Stated problem: Pull out each line of the material below that contains the word "fallen", and copy every such line in full.

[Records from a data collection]
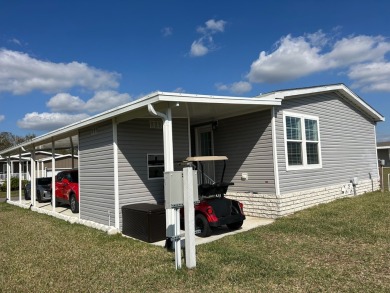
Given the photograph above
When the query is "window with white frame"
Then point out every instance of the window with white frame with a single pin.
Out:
(302, 141)
(155, 164)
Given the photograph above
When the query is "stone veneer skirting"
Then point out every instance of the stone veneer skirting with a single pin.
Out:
(270, 206)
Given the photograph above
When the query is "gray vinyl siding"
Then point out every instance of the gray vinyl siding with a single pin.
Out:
(97, 199)
(135, 140)
(247, 141)
(347, 143)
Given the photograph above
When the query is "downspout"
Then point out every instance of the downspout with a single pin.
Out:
(167, 136)
(116, 172)
(172, 215)
(275, 153)
(20, 175)
(53, 174)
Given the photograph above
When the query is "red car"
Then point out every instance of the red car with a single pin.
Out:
(67, 189)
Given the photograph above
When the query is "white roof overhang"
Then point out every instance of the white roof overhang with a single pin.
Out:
(198, 107)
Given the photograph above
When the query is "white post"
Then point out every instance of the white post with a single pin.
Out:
(53, 175)
(8, 178)
(189, 217)
(33, 178)
(20, 175)
(28, 173)
(172, 215)
(116, 172)
(37, 171)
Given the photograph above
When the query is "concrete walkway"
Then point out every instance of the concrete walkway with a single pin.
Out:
(64, 210)
(249, 223)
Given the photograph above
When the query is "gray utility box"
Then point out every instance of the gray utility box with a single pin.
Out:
(174, 189)
(144, 221)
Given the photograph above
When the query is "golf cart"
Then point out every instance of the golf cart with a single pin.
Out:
(214, 210)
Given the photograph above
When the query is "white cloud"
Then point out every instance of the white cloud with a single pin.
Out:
(104, 100)
(166, 31)
(295, 57)
(371, 77)
(205, 43)
(198, 49)
(21, 74)
(67, 109)
(15, 41)
(179, 90)
(212, 27)
(101, 101)
(48, 121)
(240, 87)
(64, 102)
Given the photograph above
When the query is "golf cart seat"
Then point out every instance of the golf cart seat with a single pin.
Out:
(213, 189)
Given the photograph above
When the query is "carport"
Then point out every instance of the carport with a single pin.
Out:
(33, 146)
(196, 113)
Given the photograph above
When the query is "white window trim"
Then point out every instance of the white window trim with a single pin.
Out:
(304, 165)
(147, 165)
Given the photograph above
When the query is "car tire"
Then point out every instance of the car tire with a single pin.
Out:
(74, 205)
(202, 224)
(235, 226)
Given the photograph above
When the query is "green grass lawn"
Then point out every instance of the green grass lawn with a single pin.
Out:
(343, 246)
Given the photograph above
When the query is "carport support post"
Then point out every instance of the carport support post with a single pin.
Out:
(33, 177)
(172, 215)
(53, 175)
(8, 178)
(189, 217)
(20, 175)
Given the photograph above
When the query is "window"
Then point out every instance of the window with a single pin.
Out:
(155, 166)
(302, 141)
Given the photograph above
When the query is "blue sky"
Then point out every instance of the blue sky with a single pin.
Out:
(62, 61)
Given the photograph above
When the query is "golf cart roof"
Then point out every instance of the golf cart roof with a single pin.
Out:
(206, 158)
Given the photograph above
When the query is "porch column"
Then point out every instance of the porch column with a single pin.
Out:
(8, 178)
(116, 171)
(172, 215)
(53, 175)
(72, 151)
(20, 175)
(28, 174)
(33, 177)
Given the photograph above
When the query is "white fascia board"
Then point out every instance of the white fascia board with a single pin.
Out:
(188, 98)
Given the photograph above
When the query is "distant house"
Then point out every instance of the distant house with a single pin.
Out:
(383, 149)
(42, 164)
(288, 150)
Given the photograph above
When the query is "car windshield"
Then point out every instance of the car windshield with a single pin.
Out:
(43, 181)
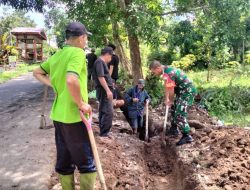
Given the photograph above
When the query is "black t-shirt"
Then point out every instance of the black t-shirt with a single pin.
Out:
(117, 94)
(91, 57)
(100, 69)
(115, 62)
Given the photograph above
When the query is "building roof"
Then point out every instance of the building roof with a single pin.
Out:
(31, 31)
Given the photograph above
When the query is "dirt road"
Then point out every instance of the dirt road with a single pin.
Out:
(26, 151)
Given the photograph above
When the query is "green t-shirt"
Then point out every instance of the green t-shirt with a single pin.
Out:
(67, 60)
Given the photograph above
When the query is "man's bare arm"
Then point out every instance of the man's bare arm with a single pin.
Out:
(105, 86)
(41, 75)
(111, 69)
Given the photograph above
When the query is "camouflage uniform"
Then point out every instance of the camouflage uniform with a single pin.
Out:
(184, 91)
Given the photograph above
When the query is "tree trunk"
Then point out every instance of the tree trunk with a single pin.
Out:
(135, 55)
(126, 65)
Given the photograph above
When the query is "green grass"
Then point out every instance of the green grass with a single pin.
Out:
(18, 71)
(230, 94)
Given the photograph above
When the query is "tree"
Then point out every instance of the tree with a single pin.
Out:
(25, 4)
(56, 21)
(15, 19)
(138, 18)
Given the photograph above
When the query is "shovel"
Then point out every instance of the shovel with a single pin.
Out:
(146, 135)
(165, 125)
(88, 122)
(43, 119)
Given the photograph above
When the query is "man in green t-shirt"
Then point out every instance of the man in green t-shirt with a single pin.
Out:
(179, 93)
(66, 73)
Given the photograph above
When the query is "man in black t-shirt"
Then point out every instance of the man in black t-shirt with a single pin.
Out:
(104, 87)
(91, 58)
(114, 64)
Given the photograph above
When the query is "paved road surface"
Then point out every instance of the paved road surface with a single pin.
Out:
(26, 152)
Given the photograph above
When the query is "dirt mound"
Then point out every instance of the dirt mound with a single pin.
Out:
(222, 157)
(218, 159)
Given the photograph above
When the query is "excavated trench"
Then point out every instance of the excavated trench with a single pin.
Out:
(132, 164)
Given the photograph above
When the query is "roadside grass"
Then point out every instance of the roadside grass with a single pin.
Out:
(18, 71)
(226, 94)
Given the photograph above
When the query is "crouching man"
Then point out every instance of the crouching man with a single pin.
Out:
(67, 71)
(179, 93)
(136, 98)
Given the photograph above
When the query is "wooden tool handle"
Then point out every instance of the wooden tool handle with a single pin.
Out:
(87, 122)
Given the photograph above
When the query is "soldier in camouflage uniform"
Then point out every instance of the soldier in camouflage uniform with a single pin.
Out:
(179, 93)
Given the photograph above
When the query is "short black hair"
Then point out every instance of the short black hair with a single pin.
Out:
(112, 46)
(154, 64)
(75, 29)
(107, 50)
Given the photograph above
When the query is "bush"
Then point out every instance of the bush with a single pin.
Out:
(185, 63)
(247, 58)
(231, 64)
(228, 99)
(155, 89)
(166, 58)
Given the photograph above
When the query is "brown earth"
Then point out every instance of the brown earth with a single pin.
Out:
(218, 159)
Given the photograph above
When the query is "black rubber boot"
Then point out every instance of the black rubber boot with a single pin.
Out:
(186, 138)
(173, 131)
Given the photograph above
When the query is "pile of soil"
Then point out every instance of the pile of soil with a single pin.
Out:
(218, 158)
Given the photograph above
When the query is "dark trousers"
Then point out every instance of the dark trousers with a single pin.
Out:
(73, 148)
(105, 111)
(137, 122)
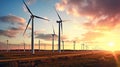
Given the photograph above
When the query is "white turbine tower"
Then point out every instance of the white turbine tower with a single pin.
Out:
(32, 16)
(63, 45)
(24, 45)
(53, 35)
(39, 45)
(7, 46)
(60, 28)
(74, 45)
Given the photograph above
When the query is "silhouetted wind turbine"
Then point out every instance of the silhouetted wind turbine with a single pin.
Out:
(53, 35)
(32, 16)
(24, 45)
(74, 45)
(39, 45)
(63, 45)
(7, 46)
(60, 26)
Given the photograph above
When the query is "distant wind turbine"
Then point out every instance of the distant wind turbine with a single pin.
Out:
(60, 28)
(7, 46)
(74, 45)
(53, 35)
(24, 45)
(39, 45)
(63, 45)
(32, 16)
(82, 46)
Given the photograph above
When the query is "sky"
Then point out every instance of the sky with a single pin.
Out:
(94, 23)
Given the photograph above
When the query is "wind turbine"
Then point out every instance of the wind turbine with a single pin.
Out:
(74, 45)
(53, 35)
(7, 46)
(39, 45)
(24, 45)
(63, 45)
(60, 26)
(32, 16)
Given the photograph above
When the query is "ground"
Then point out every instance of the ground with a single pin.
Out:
(83, 58)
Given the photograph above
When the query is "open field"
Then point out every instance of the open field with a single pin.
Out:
(81, 58)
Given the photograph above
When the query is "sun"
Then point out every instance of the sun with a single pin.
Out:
(111, 44)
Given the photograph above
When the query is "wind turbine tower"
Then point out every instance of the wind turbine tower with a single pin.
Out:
(74, 45)
(32, 16)
(7, 46)
(60, 28)
(39, 45)
(53, 35)
(63, 45)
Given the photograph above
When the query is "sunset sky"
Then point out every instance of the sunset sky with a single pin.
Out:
(96, 23)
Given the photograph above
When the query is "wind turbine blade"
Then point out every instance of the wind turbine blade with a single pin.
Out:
(58, 15)
(65, 20)
(53, 30)
(27, 25)
(41, 18)
(62, 28)
(27, 7)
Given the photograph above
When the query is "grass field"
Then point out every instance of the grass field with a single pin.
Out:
(88, 58)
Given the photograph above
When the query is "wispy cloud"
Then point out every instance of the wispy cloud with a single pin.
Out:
(45, 36)
(12, 19)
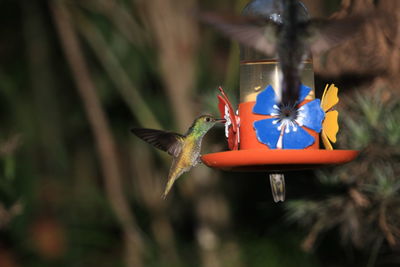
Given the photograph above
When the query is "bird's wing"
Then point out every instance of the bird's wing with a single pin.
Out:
(325, 34)
(259, 34)
(166, 141)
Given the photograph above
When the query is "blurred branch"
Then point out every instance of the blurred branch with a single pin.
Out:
(117, 74)
(104, 140)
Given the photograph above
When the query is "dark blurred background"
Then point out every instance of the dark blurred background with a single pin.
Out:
(77, 189)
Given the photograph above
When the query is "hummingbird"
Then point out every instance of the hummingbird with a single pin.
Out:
(185, 149)
(293, 37)
(277, 181)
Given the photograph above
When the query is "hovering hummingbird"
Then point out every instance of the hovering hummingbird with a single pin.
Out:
(291, 35)
(185, 149)
(277, 181)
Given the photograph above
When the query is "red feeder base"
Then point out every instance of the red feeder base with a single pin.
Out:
(277, 159)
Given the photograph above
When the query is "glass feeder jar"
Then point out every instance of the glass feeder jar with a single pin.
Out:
(257, 71)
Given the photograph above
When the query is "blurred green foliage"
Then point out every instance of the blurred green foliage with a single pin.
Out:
(54, 207)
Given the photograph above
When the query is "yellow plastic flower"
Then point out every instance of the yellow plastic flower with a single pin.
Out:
(330, 126)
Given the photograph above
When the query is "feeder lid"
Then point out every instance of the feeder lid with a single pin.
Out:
(277, 159)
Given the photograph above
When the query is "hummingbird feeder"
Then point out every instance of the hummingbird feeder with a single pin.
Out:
(259, 137)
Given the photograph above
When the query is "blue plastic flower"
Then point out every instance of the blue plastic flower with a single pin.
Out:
(285, 129)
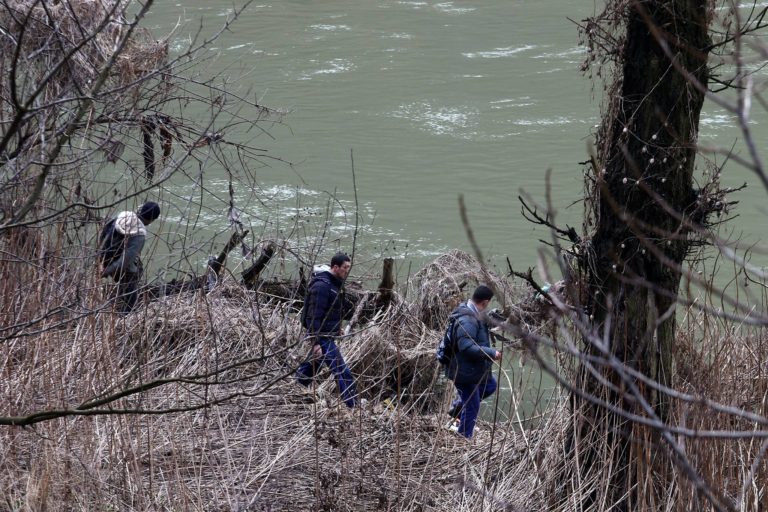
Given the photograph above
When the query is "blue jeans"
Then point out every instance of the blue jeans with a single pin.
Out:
(333, 359)
(470, 395)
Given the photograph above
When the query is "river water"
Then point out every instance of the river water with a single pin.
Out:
(432, 99)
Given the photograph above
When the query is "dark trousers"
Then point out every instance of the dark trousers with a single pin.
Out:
(333, 359)
(470, 395)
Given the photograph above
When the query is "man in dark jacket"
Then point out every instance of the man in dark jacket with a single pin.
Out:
(473, 356)
(120, 245)
(325, 308)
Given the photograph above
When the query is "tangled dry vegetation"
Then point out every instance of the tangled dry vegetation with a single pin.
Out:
(267, 443)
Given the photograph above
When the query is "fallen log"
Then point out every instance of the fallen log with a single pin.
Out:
(251, 274)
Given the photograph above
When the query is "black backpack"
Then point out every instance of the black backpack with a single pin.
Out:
(446, 348)
(305, 309)
(110, 244)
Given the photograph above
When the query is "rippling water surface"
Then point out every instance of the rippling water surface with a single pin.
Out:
(435, 99)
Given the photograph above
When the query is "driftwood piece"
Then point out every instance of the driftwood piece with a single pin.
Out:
(175, 287)
(217, 264)
(251, 274)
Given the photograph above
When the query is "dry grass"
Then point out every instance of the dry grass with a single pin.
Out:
(266, 443)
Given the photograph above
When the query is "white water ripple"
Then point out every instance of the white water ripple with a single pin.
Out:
(498, 53)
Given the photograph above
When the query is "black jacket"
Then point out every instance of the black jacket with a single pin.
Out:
(119, 253)
(326, 305)
(472, 353)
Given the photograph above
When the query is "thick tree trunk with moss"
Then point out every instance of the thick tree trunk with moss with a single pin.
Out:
(642, 188)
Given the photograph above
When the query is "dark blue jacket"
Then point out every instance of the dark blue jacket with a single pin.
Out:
(119, 253)
(472, 353)
(326, 305)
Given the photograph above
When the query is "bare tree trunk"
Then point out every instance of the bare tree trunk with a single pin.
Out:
(644, 179)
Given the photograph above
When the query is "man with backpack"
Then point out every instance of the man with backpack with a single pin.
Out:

Full output:
When the query is "fallen log"
Then point out every instance of the fallen log with a single pin.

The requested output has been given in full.